(Work required)
Rewrite the entries from the first line through the line containing "[[136, 4, 202, 88]]", including the requests. Adjust every bounding box coordinate in the answers by -34, and leave the requests and their format samples unchanged.
-- START OF Provided material --
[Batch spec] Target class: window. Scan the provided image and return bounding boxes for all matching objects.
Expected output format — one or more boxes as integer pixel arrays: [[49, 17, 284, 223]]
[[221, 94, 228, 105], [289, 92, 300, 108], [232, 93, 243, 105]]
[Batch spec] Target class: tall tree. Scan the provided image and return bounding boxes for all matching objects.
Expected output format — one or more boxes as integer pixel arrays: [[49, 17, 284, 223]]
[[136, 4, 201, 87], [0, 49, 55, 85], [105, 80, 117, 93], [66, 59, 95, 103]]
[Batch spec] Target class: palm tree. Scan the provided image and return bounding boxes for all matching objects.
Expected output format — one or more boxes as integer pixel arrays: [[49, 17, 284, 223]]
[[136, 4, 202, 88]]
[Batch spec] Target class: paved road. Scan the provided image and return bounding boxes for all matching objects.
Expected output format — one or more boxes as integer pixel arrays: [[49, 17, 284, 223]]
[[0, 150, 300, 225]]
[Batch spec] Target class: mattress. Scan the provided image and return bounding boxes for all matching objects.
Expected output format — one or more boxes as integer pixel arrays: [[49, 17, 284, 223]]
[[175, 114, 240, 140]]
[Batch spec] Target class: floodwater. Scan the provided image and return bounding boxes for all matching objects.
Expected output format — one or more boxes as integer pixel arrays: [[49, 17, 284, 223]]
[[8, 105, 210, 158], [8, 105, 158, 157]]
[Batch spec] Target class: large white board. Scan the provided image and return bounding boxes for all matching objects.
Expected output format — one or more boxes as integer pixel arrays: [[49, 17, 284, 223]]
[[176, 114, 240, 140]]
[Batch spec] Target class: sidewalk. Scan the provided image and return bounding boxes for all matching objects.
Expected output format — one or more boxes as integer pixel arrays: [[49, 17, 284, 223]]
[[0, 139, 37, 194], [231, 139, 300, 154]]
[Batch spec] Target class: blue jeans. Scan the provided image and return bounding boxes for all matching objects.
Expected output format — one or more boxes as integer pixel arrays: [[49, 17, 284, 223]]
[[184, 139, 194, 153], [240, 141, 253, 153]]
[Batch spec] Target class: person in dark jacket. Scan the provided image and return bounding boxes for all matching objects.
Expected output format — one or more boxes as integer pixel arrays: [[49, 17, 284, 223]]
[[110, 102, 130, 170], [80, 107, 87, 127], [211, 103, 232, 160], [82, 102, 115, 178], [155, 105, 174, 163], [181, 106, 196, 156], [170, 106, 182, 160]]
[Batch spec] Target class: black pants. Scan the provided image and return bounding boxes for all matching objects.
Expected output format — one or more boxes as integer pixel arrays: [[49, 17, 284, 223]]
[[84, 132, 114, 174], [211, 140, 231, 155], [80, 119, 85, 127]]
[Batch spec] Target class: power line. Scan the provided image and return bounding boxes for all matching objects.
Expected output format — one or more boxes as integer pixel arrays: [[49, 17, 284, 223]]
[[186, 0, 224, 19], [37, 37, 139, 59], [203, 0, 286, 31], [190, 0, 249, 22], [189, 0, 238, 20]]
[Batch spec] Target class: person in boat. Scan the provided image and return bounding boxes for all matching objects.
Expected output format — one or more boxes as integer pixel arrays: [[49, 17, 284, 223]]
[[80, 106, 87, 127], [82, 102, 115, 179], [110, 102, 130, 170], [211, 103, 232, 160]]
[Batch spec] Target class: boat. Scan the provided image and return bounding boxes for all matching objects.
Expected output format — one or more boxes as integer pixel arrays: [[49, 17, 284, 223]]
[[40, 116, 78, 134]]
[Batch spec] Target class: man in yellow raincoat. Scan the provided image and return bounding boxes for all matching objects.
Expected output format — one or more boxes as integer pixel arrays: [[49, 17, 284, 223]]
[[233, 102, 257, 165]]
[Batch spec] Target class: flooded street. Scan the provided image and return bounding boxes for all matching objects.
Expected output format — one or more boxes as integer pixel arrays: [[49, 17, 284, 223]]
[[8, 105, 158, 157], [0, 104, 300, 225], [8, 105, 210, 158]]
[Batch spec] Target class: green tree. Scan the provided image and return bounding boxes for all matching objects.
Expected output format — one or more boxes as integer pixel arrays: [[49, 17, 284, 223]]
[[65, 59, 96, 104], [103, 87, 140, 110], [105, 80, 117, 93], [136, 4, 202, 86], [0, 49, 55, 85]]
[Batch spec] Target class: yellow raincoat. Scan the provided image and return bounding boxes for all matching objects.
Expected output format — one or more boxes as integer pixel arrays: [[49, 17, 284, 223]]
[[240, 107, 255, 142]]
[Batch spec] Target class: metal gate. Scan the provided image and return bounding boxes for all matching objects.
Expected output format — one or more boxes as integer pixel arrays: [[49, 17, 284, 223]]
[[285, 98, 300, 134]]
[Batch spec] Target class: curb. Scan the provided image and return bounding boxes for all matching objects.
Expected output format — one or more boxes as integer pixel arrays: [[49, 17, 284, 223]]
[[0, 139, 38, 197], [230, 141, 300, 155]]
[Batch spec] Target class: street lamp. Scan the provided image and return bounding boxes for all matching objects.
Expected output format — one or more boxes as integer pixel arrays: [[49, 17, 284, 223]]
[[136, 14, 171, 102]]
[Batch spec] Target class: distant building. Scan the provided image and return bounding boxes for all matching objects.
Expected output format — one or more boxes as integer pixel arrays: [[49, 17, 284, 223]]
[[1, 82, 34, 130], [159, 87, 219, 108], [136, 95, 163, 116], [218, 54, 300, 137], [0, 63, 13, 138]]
-- END OF Provided material --
(Answer to this problem)
[Batch spec] Target class: window. Scan the provided image and return bounding boxes for all matching objects.
Expected output format — one or more boxes as integer pixel arrays: [[49, 17, 284, 223]]
[[187, 60, 194, 71], [255, 58, 266, 74], [198, 59, 209, 71]]
[Batch spec] Target class: tall tree. Scan the provided image and return bounding boxes for all matching objects.
Expected output format — one or more boxes as integer pixel arrays: [[49, 17, 284, 223]]
[[102, -30, 167, 53], [-34, 15, 21, 51], [71, 46, 83, 59], [32, 25, 61, 69]]
[Batch spec] Target class: palm tree. Scan the provided image and return bounding boxes for all matching objects.
Expected output format — one or more boxes as integer pixel arrays: [[49, 17, 284, 223]]
[[102, -30, 168, 54]]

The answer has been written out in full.